Given the listing below, write out exactly the lines starting with the line that has "Target: man's face" and going on through the line that has "Target: car windshield", both kept.

=======

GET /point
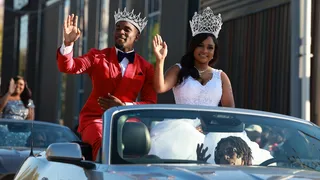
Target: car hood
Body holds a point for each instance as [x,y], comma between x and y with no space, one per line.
[209,172]
[11,159]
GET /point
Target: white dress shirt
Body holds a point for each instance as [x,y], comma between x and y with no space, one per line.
[123,64]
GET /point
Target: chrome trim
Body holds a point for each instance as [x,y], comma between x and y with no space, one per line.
[106,137]
[212,109]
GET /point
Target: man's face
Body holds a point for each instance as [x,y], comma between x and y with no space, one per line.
[125,35]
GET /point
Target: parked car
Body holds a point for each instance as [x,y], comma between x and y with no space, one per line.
[17,136]
[160,142]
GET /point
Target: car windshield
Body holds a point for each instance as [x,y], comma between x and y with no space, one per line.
[231,138]
[16,134]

=======

→ PROBLEM SOLUTION
Target: man's face
Body holds a point for each instance as [x,y], comma between x and y with no space, one per line.
[125,35]
GET /point
Target: parked car
Body holds a point for each instance as [x,y], comma between x and y with no space, one per line.
[17,136]
[160,142]
GET /point
Target: car windshield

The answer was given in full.